### What you have to do
Below are the records; tally the lines that include "metal" and report only the total.
*** Opening Given records ***
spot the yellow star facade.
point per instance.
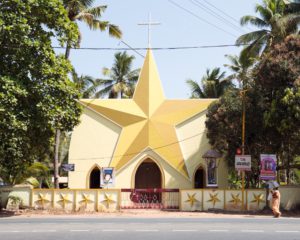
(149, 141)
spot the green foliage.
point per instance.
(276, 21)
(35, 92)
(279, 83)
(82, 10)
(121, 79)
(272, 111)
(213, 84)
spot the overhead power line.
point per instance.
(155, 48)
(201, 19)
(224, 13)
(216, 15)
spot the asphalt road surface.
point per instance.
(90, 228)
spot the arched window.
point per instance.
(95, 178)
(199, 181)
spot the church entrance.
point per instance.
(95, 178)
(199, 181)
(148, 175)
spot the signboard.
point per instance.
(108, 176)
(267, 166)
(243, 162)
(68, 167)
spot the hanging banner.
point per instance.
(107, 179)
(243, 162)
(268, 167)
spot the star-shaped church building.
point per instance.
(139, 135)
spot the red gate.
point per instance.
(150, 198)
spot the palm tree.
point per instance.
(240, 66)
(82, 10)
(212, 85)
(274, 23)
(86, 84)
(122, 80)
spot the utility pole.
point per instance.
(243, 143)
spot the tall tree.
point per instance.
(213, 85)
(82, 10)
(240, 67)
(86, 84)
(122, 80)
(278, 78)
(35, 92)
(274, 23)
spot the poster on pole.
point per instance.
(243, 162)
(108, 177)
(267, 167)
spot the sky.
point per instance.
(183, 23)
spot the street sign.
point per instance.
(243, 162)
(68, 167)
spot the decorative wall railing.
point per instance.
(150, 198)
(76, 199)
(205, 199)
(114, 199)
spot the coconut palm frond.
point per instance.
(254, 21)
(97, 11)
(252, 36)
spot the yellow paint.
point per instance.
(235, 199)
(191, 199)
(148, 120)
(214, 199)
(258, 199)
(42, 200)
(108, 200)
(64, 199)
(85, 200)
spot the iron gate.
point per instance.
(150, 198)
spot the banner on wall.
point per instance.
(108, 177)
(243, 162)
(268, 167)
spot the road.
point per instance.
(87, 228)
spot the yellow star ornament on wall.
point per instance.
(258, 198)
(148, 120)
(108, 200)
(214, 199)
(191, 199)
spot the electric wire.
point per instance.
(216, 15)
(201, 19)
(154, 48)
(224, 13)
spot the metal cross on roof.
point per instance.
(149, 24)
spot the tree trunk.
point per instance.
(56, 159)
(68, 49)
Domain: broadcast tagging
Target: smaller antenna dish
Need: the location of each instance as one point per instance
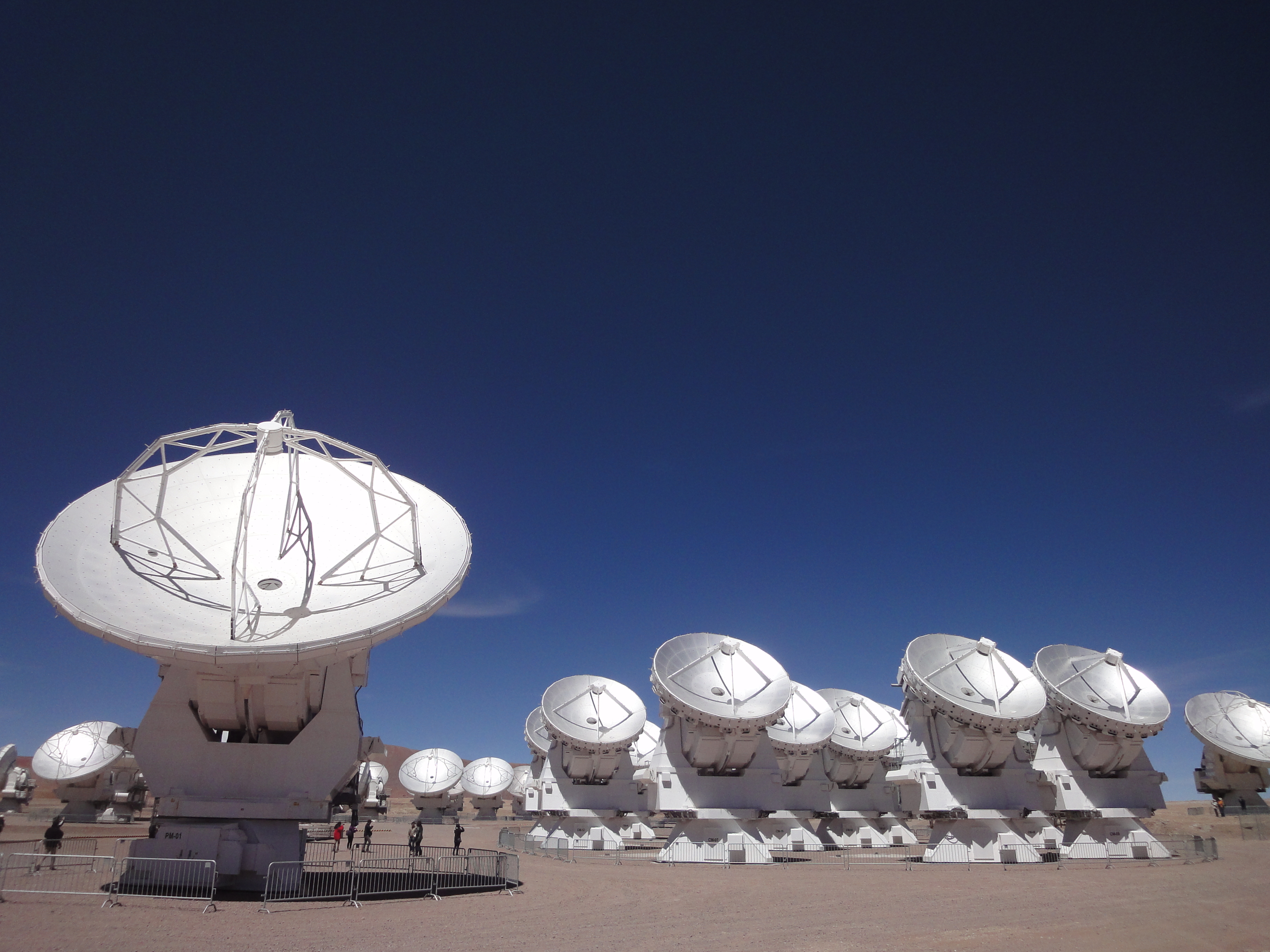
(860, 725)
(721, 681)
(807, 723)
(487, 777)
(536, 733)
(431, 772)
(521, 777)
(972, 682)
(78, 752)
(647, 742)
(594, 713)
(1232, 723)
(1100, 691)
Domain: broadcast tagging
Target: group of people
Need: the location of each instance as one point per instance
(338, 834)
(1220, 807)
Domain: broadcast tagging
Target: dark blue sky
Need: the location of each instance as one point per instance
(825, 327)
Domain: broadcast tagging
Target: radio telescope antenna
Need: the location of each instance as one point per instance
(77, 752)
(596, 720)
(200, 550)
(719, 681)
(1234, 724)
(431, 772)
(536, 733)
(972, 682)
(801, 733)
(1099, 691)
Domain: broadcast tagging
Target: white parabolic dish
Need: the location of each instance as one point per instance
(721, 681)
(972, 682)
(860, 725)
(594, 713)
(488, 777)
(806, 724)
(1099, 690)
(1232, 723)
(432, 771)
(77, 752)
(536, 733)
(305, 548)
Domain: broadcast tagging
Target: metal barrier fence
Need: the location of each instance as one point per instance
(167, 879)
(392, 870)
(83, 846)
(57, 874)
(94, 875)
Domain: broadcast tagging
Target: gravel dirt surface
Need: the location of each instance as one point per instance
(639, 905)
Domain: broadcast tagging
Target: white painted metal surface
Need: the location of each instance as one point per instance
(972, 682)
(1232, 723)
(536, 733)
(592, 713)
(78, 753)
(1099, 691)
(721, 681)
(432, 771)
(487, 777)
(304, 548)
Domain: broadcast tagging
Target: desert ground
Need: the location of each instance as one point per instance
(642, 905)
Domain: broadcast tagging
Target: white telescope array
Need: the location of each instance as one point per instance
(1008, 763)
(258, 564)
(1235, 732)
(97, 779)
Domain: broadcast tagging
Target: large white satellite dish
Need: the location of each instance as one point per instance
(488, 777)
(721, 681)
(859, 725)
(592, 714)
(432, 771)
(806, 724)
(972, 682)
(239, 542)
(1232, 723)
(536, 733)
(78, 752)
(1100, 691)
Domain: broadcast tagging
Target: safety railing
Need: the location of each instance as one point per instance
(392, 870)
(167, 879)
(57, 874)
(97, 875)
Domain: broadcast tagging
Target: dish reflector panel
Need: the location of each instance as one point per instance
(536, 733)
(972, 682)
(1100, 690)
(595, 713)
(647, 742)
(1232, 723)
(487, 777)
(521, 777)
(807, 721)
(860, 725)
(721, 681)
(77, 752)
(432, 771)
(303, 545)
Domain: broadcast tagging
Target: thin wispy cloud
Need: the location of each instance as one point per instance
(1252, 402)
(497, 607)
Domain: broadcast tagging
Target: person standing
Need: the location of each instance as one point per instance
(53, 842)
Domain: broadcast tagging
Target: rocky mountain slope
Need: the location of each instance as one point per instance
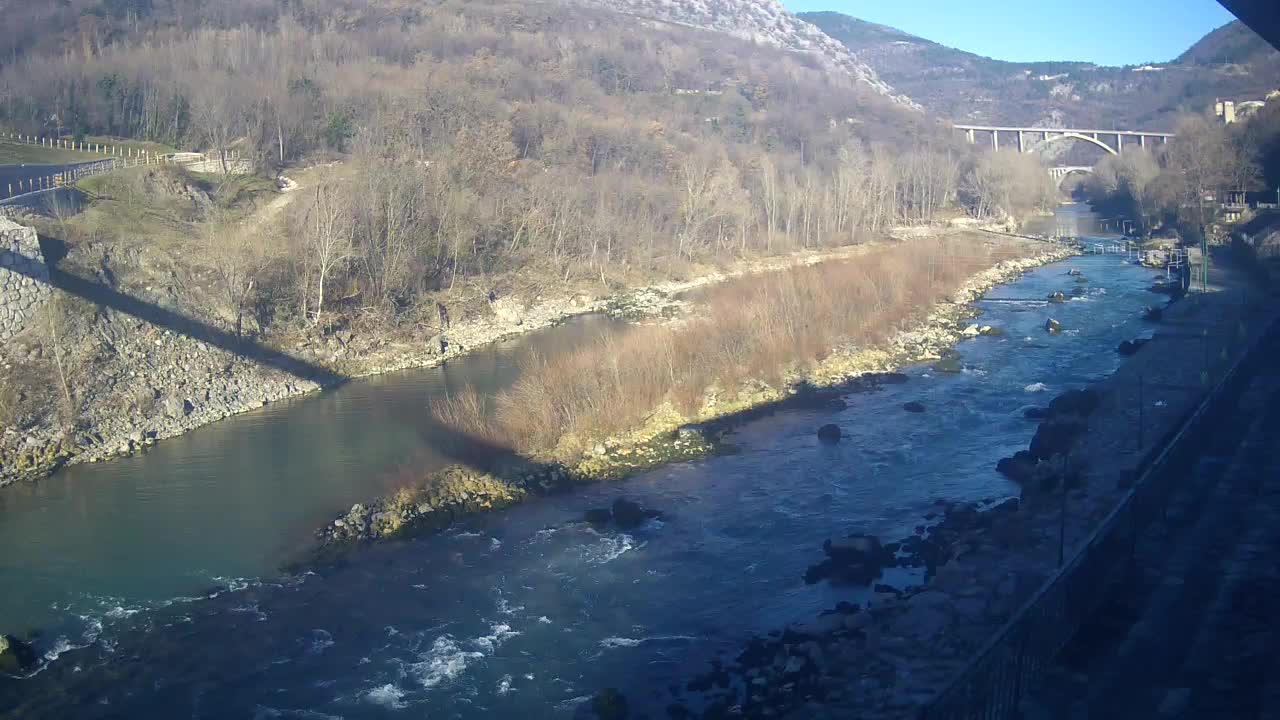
*** Closing Given records ***
### Output
3